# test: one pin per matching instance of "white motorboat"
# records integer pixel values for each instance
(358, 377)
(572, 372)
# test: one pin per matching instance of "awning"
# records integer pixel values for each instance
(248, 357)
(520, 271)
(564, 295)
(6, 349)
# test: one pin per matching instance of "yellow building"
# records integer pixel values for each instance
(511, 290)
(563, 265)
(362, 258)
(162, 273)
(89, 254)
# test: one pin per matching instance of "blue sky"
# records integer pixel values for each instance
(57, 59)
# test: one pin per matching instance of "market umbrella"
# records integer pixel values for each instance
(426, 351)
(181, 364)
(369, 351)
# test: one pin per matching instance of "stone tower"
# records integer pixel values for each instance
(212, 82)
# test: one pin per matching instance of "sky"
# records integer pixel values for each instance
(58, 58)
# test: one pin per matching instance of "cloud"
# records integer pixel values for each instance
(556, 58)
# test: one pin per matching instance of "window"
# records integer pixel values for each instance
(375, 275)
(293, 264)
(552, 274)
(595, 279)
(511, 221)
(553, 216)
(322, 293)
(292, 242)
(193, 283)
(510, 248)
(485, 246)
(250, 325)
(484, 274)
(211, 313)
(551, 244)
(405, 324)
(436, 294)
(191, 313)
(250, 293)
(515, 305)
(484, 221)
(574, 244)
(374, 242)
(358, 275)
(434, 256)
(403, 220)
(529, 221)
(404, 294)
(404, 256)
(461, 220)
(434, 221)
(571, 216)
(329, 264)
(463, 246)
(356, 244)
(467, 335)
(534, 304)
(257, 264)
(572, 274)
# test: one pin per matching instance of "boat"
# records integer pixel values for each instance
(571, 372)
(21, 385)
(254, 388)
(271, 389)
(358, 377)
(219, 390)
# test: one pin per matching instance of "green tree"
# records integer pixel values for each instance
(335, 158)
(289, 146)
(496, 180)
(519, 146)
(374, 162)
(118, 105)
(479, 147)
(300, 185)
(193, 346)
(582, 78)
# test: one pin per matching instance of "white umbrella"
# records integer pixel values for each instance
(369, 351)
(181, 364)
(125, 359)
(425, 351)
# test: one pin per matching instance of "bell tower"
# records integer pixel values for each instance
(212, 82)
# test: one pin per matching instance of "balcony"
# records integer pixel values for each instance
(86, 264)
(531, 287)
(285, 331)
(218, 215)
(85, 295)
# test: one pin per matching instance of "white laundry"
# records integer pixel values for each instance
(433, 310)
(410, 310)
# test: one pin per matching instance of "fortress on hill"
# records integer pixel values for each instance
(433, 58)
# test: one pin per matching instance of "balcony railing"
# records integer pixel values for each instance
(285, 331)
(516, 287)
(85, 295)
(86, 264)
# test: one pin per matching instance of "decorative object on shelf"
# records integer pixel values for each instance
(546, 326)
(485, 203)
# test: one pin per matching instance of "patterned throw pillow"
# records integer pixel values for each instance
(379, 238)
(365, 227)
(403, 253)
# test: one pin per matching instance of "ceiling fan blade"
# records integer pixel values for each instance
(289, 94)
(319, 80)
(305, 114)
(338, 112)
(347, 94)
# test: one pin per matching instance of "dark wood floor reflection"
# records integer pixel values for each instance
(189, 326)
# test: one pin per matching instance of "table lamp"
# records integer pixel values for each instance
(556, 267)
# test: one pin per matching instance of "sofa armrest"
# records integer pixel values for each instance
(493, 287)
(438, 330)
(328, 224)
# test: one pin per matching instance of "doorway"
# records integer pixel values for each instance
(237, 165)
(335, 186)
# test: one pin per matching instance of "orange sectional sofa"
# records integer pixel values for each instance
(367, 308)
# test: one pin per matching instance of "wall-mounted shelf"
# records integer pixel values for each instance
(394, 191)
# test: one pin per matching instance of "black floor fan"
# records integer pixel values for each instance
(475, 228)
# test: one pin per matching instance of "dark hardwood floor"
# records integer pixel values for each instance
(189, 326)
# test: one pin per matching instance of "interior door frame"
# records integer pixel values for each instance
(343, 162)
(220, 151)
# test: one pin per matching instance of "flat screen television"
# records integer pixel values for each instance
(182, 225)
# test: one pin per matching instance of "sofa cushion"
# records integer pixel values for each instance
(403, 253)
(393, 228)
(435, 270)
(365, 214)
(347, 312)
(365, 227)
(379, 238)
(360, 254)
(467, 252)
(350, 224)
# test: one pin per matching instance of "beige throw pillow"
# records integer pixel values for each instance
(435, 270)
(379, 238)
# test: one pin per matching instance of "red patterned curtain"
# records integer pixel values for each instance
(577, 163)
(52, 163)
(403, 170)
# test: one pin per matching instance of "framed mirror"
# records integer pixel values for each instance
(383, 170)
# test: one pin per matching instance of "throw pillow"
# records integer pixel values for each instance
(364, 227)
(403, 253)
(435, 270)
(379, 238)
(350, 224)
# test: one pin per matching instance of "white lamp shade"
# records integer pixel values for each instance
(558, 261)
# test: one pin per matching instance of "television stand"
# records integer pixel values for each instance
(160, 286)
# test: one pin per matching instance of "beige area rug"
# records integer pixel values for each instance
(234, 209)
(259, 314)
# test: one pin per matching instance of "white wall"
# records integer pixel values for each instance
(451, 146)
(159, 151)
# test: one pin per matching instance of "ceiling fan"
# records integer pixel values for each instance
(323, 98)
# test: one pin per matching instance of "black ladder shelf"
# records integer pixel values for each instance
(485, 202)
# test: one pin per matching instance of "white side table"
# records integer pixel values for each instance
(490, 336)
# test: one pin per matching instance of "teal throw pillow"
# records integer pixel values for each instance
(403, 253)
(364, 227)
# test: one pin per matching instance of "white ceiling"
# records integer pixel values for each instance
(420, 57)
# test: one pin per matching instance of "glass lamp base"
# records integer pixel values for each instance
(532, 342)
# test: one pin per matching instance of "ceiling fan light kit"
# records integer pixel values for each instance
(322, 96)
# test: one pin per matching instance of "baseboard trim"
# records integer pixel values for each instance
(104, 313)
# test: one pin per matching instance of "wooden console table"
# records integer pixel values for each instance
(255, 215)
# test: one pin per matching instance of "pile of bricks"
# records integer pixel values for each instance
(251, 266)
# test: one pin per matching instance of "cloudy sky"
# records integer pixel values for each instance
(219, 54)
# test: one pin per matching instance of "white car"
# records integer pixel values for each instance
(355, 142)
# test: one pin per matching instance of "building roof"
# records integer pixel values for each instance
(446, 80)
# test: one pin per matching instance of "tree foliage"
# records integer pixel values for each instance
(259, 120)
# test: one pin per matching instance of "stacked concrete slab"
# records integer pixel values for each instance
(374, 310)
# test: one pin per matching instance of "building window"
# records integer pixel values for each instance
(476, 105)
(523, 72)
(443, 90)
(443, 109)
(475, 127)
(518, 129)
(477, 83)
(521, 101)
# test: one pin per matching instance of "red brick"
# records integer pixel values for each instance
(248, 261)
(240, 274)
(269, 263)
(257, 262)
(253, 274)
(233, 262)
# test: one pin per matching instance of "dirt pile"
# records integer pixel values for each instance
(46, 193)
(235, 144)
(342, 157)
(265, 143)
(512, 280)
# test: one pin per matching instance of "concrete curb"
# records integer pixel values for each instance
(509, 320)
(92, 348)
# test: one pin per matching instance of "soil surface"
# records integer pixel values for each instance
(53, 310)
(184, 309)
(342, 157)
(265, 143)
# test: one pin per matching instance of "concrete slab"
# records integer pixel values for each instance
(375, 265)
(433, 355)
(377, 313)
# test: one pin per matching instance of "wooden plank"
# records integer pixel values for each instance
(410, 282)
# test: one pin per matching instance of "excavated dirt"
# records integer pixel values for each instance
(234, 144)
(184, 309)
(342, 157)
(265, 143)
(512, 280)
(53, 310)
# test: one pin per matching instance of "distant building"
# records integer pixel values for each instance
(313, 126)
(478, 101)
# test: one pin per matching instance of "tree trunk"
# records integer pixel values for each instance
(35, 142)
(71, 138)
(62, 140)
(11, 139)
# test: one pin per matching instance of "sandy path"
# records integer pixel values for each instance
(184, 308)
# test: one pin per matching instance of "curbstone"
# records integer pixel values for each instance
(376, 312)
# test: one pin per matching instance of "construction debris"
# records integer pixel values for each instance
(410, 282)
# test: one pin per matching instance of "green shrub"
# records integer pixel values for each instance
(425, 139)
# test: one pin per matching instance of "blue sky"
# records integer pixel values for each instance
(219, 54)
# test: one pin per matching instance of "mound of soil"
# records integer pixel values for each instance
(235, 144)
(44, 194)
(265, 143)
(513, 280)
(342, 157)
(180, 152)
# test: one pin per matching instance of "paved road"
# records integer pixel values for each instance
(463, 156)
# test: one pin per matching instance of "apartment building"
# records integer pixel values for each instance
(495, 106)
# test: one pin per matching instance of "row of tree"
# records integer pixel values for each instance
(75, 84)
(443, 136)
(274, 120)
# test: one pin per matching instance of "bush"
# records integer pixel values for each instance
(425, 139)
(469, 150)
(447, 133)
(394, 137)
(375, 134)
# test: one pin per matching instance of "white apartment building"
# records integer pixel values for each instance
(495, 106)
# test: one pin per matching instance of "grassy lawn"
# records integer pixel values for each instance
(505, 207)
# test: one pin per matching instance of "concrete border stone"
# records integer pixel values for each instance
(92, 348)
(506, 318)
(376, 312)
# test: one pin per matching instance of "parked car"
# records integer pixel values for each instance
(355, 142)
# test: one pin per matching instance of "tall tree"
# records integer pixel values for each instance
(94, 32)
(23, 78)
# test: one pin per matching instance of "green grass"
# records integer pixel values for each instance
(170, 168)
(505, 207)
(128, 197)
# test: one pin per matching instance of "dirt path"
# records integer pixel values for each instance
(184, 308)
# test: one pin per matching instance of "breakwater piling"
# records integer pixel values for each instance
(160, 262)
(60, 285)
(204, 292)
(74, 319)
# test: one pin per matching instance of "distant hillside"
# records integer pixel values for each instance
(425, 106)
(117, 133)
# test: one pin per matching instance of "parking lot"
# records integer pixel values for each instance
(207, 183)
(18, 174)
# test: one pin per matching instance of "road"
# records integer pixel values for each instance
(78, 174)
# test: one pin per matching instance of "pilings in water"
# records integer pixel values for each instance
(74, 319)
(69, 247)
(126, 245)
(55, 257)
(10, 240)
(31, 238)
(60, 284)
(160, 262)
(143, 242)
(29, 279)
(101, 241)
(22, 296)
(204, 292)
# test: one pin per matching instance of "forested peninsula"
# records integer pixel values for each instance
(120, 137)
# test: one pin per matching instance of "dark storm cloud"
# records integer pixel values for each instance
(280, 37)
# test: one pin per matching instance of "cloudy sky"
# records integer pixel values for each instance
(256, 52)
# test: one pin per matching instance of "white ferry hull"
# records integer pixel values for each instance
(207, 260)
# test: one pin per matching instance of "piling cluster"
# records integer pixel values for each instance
────────────────────────────────────────
Return each line of the records that holds the word "lamp".

# test: one pin per matching instance of "table lamp"
# test: one pin per matching instance of "white lamp shade"
# test: one pin per matching instance of "glass lamp base"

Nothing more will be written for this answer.